● DOCUMENT EXTRACT:
[Begin]
I think most of us thought it was the easiest part of that year.
I think recursion as an implementation is easy; recursion as a concept is hard to understand if you are just starting to learn. I think part of it is getting your mind to accept the notion that a thing can know of itself before itself has been fully defined.
Recursion is different. Almost in exactly the same way that geometric proofs are different.
As such, it requires different ways of teaching.
I have used "The Little Schemer" (even back when it was called "The Little Lisper") to teach lots of "non-programmers" (I hate that description) how to do recursion.
I don't think telling people who find a subject difficult that it is easy is very convincing.
Recursion seems fairly straightforward to me if you think about it in terms of how it's typically implemented (the stack and jumps), but that's not quite the mathematical way of thinking about it, I suppose.
Switching to using Erlang full time, closures and functional aspects (returning a function from a function) and recursion was a lot harder for me to grasp than the isolated processes and message passing.
It took a few months to get my head around it, but once you do, it becomes so obviously simple and easy that you start thinking in it directly. All of the sudden having to write "for(i=0;....)" seems eeky and cumbersome when going back to a language which doesn't handle recursion as well (where it will blow the stack for example).
> It took a few months to get my head around it, but once you do, it becomes so obviously simple and easy that you start thinking in it directly
This is exactly where functional programming shines, in my opinion. It gives you the ability to write your program logic directly, rather than use mechanical constructs (e.g. for loops with indexes) that behave as some logical construct.
The “for(i=0;...)” construct is something I’d give to a machine for the purpose of execution, whereas the logical description is how I’d explain it to a human — and the former can be deduced from the latter.
The concept of recursion was easiest to grasp by watching a kid do the maze on a placemat at a restaurant. You go in a line until you find a dead end, then backtrack. Repeat the process until you reach the goal. Each intersection where you make a decision is your function call, and each backtrack is the return result.
[End]
● EXCERPTED DATA:
[Begin]
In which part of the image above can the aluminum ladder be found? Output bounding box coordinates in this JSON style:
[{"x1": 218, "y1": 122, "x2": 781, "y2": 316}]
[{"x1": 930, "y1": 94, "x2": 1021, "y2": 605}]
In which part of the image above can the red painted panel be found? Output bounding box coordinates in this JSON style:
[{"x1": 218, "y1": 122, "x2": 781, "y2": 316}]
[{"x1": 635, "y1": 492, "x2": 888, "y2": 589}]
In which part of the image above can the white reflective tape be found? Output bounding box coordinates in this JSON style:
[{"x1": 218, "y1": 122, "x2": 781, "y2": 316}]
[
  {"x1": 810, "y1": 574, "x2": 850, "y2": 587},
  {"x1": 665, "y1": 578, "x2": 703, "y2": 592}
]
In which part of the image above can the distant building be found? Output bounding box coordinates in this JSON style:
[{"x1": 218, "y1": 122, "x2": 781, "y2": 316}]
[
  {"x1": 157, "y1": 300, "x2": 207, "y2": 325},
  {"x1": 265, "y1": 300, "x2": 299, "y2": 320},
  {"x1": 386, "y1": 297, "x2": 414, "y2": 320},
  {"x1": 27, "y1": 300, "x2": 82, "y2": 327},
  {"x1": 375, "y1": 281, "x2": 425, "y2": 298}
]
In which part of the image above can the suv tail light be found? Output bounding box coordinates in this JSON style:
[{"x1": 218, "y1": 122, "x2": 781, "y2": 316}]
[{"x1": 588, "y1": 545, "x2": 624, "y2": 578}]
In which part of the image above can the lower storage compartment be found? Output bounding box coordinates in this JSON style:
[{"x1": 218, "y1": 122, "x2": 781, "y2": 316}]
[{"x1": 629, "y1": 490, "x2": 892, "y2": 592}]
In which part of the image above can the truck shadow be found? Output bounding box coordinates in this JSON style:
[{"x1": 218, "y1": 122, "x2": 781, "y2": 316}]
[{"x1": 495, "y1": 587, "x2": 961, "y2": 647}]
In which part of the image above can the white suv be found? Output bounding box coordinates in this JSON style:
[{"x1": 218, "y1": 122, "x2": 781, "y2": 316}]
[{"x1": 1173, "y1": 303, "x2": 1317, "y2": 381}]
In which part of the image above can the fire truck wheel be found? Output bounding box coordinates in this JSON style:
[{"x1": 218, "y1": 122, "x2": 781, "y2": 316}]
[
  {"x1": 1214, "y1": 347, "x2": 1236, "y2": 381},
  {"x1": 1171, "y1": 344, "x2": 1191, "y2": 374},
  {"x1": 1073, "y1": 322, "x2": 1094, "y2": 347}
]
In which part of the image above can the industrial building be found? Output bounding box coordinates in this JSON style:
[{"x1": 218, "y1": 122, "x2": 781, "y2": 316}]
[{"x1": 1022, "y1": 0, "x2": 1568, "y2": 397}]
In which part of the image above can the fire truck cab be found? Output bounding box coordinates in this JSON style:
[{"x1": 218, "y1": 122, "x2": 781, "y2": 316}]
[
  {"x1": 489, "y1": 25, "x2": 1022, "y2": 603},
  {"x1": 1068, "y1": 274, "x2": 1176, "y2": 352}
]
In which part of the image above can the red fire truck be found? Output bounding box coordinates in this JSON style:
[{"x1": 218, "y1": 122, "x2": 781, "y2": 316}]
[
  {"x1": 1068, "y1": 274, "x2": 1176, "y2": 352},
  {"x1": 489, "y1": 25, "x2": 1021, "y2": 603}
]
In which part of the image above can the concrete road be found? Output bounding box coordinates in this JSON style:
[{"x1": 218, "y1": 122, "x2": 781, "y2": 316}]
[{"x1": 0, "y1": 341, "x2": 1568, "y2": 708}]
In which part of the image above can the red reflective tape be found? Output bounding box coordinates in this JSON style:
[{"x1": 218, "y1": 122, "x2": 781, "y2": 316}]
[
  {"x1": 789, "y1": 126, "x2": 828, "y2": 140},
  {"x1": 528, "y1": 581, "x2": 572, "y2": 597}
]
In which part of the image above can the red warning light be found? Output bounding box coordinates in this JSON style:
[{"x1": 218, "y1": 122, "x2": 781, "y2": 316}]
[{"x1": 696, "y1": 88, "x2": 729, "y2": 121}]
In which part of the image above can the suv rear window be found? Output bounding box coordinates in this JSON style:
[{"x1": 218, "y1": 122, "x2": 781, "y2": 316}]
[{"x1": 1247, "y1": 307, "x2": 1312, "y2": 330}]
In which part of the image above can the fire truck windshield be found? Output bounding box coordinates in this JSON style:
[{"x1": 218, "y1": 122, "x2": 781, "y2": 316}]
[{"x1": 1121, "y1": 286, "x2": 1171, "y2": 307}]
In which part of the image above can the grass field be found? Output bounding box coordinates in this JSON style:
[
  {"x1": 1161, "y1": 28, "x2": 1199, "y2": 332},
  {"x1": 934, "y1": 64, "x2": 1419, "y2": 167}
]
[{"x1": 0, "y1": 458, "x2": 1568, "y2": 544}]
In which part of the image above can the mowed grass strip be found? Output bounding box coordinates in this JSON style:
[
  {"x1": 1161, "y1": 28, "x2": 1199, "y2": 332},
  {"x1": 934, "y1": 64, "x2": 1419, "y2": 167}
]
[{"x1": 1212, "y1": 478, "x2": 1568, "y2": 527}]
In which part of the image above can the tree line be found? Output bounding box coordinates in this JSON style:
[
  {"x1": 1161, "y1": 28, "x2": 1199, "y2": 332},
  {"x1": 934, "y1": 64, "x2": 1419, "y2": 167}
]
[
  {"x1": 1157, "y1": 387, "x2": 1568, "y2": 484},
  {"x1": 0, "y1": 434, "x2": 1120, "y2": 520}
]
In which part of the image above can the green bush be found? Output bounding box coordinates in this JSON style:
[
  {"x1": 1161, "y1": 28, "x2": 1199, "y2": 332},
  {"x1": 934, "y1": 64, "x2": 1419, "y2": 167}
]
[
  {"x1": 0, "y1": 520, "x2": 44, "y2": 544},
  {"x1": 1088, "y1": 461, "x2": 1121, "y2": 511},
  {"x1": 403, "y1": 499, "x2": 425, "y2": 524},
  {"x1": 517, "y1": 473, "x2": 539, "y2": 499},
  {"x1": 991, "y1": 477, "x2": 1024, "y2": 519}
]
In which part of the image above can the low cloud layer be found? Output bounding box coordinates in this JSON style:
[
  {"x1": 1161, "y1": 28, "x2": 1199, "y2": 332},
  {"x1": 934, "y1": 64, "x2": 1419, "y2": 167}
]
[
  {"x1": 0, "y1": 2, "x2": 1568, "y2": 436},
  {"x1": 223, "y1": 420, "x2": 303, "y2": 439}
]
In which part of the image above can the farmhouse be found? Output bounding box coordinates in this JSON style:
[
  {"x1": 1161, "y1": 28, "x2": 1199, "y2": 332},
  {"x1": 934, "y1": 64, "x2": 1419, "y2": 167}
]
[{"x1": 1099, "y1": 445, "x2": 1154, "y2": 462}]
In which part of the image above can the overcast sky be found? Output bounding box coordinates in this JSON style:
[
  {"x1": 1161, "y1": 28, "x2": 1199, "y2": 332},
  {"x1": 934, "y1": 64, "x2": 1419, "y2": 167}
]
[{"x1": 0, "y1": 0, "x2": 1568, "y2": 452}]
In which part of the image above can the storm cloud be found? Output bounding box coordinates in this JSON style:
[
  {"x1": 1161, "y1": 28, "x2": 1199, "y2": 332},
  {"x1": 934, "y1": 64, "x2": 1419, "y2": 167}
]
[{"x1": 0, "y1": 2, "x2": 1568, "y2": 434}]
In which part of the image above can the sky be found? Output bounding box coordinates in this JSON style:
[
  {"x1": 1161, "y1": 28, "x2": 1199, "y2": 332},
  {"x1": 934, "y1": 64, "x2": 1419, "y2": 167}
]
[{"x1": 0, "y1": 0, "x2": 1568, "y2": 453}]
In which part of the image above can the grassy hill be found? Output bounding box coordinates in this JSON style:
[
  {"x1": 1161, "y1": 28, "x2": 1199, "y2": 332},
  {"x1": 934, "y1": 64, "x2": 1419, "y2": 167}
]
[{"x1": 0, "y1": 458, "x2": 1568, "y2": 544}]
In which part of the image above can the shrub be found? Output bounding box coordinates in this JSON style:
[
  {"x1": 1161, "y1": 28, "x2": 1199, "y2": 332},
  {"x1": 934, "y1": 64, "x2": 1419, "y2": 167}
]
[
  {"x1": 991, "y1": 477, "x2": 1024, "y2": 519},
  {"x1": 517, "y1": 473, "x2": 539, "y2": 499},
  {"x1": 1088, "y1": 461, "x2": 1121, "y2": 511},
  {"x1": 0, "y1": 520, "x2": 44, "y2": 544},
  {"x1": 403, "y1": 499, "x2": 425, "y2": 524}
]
[End]
● YOUR GOAL:
Answer these questions from the recursion discussion, one line each:
(a) Which book, once titled "The Little Lisper," was used to teach recursion to "non-programmers"?
(b) Which language did one writer switch to using full time?
(c) In the maze comparison, what stands for the function call?

● ANSWER FOR THE TASK:
(a) "The Little Schemer"
(b) Erlang
(c) Each intersection where you make a decision